--- Exercise material ---

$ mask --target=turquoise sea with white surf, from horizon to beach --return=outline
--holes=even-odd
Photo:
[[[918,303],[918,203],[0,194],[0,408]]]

---
--- Exercise material ---

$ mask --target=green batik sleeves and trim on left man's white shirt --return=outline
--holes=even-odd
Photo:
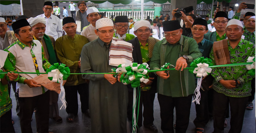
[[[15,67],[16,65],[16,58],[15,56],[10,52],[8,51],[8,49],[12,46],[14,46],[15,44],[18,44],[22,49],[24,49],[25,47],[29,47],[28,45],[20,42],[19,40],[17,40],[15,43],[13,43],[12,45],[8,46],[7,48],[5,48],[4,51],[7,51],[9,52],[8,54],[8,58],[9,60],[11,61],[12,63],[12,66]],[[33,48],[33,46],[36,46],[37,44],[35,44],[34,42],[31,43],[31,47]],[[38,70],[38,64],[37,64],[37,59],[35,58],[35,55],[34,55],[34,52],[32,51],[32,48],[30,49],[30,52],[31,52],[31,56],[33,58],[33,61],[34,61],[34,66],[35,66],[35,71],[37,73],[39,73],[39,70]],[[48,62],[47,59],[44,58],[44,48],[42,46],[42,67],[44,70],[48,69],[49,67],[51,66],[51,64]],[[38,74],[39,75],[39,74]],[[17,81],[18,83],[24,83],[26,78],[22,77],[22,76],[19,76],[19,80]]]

---

• **Problem details**
Taking the material above one line at a time, count the lines that include "mask" as a word or string, and give only that number.

• **Exercise response**
2